• [EXCERPTED PASSAGE]
+---+

When you talk to someone who shows the same fluency in Harvard as in the TV show El Hormiguero and who explains neuroscience quoting the poet Machado, you may suspect that you are in front of a genius. But when you discover that you are helping thousands of people of all ages to improve their brain health, the suspicion becomes conviction: Álvaro Pascual-Leone is making the world a better place through his work at the Barcelona Brain Health Initiative (BBHI), a project by the Institut Guttmann with the support of Obra Social “la Caixa”, and that makes him a scientist that everyone should know. Despite all the recognition he has achieved, he rather remains close to people.
Neurology Professor at the Harvard Medical School, and scientific director of the BBHI. Anything else?
No, that’s long enough.
Why did you become a neurologist?
I was intrigued to find out why humans are the way we are, why we fall in love, why we are passionate about a job… That kind of thing. I thought that the best, then, was to study philosophy, but my parents told me: “Perhaps studying medicine will do, and also will enable you to earn a living”.
And you became a scientist. A humanist scientist
Exactly. Helping people brings me satisfaction.
What led you to create the BBHI?
We, neurologists, need to re-focus. So far, we have developed tools to diagnose and treat neurological diseases, but we have forgotten about prevention! The motivation of the BBHI is to focus on health, not on disease. And to discover which are the markers that characterize a healthy brain.
One of the great discoveries of the project is that having a life purpose is the key to maintaining brain health.

+---+

• [Items from a data source]
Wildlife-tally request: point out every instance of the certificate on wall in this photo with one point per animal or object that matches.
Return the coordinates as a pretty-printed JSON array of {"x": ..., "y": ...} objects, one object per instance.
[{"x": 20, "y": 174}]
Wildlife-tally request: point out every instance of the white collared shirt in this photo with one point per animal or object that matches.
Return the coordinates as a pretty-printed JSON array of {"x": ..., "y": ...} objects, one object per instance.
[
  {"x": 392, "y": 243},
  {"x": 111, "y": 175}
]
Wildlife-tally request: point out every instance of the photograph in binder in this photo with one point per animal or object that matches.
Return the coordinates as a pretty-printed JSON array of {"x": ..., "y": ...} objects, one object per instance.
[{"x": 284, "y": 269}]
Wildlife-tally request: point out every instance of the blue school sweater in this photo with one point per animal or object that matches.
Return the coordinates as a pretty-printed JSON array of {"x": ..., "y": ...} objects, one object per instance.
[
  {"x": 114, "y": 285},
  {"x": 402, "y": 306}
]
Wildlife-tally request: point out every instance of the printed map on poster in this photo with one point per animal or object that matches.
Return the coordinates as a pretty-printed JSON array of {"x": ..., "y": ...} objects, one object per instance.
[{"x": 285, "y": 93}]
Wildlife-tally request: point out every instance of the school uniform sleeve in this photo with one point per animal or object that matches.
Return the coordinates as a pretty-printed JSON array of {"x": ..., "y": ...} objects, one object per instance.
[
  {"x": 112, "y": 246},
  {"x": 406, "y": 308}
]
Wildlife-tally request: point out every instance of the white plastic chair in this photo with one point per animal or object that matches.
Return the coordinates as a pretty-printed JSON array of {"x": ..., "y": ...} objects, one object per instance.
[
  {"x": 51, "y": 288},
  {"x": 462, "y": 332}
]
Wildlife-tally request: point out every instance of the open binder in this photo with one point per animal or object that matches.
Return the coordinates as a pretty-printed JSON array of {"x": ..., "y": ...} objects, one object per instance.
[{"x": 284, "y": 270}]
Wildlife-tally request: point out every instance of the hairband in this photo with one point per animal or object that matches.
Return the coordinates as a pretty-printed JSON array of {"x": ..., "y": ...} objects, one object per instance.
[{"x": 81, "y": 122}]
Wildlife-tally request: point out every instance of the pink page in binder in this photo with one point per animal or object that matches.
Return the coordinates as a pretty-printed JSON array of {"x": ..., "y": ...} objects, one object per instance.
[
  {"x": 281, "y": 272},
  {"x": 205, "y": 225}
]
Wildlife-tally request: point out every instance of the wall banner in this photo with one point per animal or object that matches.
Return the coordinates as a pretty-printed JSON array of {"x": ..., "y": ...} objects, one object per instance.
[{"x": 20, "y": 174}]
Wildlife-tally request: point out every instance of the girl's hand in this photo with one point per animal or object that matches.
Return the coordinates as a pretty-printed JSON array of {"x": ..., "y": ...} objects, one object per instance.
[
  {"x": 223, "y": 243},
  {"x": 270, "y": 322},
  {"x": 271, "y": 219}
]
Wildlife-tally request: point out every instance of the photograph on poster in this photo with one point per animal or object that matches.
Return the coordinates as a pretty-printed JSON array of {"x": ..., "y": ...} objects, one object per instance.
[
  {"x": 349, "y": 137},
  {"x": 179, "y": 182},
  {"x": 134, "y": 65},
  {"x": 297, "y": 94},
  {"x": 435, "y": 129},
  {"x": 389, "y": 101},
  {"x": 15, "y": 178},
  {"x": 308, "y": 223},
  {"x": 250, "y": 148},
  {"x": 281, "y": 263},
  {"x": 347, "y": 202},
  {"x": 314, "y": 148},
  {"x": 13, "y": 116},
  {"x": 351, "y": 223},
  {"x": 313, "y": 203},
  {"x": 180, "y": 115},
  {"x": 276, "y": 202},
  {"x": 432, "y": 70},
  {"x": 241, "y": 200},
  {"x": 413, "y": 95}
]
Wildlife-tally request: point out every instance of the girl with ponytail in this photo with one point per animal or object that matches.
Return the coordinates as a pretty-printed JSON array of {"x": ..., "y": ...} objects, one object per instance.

+---+

• [WORK REQUEST] In the interview, change "prevention" to "early intervention" in the passage starting at "Why did you" and ending at "maintaining brain health.", and give that passage again.

• [TASK RESPONSE]
Why did you become a neurologist?
I was intrigued to find out why humans are the way we are, why we fall in love, why we are passionate about a job… That kind of thing. I thought that the best, then, was to study philosophy, but my parents told me: “Perhaps studying medicine will do, and also will enable you to earn a living”.
And you became a scientist. A humanist scientist
Exactly. Helping people brings me satisfaction.
What led you to create the BBHI?
We, neurologists, need to re-focus. So far, we have developed tools to diagnose and treat neurological diseases, but we have forgotten about early intervention! The motivation of the BBHI is to focus on health, not on disease. And to discover which are the markers that characterize a healthy brain.
One of the great discoveries of the project is that having a life purpose is the key to maintaining brain health.